**Assignment**:
Which of the lines below include the word "water"? Pull each one out.

##########

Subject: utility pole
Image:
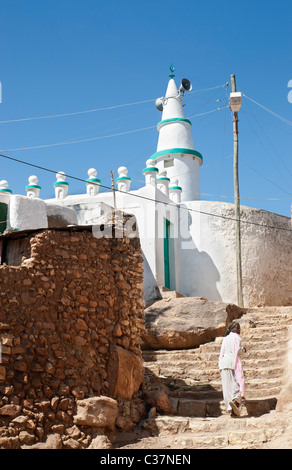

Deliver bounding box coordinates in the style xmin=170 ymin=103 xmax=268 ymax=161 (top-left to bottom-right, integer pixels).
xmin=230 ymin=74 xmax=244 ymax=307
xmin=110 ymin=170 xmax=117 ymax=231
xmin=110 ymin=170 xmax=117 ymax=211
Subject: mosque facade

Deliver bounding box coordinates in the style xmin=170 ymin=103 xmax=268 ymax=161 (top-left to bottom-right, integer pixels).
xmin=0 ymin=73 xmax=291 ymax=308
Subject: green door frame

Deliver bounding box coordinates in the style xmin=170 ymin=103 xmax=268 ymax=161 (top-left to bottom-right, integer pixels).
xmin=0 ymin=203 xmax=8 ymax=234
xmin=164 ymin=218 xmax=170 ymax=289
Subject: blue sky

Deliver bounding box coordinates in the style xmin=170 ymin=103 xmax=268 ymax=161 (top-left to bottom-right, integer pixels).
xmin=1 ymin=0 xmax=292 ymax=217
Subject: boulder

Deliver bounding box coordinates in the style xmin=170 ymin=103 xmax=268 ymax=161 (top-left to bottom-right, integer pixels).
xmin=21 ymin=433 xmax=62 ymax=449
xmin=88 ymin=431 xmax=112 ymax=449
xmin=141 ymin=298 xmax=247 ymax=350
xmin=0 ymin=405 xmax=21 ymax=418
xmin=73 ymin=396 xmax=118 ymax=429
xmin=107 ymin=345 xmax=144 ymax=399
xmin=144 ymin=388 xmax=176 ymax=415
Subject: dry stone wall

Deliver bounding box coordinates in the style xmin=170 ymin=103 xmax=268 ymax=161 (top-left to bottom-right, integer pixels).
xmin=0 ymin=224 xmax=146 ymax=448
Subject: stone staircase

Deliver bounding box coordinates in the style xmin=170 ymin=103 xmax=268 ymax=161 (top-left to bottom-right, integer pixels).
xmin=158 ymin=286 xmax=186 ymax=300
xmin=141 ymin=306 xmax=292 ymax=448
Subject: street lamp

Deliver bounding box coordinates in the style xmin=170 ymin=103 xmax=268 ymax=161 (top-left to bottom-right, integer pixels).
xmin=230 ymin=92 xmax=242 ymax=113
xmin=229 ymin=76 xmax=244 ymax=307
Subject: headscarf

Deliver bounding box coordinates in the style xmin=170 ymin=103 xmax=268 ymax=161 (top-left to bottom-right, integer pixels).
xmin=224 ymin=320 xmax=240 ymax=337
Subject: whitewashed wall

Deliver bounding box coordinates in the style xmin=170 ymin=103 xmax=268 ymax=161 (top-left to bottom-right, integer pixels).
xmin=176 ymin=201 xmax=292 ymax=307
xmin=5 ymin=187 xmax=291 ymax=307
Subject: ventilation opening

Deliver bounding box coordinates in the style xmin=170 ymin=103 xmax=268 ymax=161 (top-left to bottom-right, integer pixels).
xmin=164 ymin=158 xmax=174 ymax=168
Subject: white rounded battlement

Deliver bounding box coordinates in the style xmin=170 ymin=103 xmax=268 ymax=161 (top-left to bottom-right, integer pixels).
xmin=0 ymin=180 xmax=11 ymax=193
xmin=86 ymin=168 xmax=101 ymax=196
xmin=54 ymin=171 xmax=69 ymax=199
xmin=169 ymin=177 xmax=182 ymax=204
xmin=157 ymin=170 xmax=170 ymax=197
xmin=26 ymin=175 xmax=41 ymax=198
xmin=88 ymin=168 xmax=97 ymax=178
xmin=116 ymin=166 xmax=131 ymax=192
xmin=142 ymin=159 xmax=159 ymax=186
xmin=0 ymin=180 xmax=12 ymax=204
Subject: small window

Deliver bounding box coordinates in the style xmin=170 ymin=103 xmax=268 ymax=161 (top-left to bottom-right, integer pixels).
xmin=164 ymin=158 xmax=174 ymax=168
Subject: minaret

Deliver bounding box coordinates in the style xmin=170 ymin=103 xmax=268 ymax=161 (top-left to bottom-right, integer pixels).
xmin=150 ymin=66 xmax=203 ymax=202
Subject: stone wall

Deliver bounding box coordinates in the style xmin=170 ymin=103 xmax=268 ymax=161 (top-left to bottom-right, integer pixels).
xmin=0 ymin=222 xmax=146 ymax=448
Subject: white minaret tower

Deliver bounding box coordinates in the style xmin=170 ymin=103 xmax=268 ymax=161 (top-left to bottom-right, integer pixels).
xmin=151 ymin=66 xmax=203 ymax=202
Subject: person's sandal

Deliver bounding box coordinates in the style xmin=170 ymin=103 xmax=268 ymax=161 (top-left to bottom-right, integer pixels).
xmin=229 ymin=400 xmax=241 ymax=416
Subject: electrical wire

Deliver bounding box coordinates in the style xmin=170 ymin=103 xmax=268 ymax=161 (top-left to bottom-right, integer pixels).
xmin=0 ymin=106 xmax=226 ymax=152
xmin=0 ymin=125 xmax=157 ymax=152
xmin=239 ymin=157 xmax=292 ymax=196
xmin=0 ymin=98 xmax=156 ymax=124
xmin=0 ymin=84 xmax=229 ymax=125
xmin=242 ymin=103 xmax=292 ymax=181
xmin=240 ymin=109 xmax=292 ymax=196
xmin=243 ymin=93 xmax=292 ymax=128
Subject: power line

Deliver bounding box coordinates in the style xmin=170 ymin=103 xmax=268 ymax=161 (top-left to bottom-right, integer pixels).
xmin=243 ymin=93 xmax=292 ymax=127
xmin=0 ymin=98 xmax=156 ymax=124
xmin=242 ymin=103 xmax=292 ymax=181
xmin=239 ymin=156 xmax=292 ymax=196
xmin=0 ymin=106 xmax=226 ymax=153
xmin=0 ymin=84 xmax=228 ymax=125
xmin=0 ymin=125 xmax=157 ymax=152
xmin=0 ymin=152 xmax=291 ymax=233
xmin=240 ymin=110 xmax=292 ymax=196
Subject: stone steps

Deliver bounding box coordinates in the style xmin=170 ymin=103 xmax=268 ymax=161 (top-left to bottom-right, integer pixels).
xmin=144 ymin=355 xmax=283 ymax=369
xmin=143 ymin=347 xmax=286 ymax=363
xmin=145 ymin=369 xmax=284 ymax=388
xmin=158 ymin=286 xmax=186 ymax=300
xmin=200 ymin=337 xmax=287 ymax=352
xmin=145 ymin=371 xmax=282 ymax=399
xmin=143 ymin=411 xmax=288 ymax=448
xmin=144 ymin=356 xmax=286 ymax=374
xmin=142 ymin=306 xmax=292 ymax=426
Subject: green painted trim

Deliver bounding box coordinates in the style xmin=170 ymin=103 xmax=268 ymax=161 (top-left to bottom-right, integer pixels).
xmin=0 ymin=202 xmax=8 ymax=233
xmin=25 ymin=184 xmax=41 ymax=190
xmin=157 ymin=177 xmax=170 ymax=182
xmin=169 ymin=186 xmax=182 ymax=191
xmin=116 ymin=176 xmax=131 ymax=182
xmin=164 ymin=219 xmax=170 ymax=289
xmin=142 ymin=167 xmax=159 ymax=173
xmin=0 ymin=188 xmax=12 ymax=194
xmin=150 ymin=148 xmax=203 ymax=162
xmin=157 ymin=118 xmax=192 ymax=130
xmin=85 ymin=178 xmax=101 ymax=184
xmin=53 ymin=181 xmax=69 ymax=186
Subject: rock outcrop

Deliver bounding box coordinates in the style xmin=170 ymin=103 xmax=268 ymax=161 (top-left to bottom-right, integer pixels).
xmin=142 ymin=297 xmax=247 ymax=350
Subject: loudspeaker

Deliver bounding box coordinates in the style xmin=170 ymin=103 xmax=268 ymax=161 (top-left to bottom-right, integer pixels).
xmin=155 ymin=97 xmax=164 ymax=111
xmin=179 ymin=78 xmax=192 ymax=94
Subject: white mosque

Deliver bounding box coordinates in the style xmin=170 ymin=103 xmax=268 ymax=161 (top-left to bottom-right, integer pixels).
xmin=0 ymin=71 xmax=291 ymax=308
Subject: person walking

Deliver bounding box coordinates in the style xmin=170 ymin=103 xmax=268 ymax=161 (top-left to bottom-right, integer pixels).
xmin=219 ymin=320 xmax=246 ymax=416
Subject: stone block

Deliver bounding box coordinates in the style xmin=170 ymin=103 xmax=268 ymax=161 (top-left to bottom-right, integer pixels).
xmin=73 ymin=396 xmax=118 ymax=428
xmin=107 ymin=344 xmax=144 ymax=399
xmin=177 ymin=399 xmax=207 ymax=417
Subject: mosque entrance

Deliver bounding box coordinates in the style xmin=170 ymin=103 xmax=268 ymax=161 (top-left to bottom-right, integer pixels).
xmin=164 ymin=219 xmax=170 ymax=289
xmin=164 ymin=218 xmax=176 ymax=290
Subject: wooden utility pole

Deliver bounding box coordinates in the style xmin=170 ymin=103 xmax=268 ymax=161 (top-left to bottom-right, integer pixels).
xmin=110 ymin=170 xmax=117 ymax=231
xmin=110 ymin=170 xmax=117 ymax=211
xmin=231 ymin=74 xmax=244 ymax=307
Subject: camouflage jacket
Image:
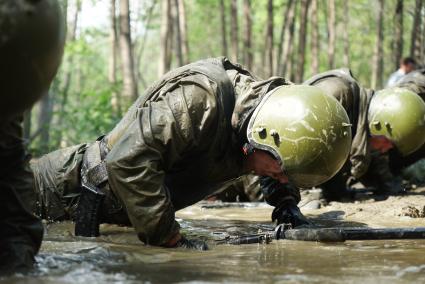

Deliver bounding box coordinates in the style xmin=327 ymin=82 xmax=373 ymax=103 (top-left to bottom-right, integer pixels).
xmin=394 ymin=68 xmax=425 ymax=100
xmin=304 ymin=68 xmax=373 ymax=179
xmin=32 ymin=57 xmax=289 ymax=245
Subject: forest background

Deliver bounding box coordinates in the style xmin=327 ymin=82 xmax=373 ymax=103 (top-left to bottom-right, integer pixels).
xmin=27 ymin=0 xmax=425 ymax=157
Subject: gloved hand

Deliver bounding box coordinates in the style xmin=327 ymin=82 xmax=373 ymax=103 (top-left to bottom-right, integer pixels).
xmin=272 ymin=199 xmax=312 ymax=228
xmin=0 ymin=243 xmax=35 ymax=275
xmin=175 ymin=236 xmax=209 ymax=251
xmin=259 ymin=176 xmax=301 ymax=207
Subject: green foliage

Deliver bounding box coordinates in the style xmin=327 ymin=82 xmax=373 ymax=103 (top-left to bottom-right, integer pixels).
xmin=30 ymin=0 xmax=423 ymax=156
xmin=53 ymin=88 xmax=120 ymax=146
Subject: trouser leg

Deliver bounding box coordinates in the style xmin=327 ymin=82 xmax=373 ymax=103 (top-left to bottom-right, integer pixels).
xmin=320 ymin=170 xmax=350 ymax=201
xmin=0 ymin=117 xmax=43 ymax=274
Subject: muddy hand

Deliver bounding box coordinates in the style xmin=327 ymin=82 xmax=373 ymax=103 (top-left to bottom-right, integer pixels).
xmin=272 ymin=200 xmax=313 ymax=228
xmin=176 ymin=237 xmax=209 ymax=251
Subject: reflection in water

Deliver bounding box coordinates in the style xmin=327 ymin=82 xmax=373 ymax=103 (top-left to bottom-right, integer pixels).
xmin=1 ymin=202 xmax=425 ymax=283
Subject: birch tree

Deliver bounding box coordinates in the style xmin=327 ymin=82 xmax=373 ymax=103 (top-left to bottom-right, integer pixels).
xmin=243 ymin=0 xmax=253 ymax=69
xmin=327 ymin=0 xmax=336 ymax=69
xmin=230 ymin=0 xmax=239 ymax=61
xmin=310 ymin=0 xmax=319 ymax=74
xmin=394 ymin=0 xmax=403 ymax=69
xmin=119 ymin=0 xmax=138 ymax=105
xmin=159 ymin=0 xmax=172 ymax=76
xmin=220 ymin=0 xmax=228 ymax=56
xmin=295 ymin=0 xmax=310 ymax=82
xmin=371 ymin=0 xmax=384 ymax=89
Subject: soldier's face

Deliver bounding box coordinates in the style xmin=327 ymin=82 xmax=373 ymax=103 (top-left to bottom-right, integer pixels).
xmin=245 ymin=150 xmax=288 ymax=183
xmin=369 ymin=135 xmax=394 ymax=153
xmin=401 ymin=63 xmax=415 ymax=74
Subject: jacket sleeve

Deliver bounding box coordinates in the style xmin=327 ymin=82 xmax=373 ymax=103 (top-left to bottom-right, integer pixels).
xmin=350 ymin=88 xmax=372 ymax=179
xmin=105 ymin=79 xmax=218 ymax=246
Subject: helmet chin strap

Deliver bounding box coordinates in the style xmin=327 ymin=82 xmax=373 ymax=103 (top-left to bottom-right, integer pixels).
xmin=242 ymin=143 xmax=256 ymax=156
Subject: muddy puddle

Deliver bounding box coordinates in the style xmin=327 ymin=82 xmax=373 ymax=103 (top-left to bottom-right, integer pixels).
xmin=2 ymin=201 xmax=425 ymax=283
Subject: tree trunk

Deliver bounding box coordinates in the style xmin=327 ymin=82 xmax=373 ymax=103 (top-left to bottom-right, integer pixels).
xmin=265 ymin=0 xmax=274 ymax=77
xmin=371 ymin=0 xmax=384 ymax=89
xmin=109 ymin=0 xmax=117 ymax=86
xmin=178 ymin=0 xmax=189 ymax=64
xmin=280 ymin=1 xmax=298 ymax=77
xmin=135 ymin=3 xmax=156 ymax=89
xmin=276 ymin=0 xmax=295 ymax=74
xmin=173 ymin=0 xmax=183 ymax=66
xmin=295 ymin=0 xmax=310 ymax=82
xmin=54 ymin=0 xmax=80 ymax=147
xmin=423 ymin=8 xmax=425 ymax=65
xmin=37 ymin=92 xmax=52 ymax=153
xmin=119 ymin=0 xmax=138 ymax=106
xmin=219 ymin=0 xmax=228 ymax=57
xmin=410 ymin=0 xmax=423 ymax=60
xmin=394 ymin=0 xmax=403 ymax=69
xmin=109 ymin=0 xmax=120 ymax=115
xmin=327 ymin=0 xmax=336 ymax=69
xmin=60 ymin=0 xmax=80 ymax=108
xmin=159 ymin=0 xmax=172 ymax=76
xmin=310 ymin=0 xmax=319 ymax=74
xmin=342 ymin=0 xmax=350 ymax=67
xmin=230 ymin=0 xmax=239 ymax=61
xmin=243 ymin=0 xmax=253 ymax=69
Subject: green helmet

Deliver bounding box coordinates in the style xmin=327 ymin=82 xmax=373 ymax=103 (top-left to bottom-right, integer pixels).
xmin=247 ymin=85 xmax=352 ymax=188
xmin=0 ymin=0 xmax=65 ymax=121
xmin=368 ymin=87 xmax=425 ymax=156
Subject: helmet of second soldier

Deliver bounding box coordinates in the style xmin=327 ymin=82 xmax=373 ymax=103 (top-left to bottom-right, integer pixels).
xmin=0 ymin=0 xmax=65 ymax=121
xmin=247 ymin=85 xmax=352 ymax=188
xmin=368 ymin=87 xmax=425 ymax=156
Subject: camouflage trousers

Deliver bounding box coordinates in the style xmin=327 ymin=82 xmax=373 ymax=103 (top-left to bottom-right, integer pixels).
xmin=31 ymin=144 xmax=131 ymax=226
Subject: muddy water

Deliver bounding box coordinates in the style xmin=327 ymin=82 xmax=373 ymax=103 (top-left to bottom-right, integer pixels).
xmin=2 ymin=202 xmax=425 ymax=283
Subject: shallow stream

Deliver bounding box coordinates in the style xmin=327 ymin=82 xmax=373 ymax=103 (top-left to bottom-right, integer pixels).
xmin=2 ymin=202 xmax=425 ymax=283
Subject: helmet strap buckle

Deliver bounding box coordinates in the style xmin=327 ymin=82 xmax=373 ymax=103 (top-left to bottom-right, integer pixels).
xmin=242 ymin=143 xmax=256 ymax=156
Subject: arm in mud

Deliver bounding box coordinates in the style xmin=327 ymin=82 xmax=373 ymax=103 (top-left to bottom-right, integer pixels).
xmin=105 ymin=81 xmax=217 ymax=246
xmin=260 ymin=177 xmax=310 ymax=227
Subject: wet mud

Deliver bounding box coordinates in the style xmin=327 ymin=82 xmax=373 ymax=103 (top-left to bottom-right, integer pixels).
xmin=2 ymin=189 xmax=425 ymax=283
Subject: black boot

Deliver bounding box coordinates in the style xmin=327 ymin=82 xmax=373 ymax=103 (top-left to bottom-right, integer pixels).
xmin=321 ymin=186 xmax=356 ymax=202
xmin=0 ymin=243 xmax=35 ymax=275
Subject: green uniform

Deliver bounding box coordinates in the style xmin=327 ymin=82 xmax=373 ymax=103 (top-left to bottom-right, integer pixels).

##########

**Task answer**:
Subject: reflection in water
Subject: muddy water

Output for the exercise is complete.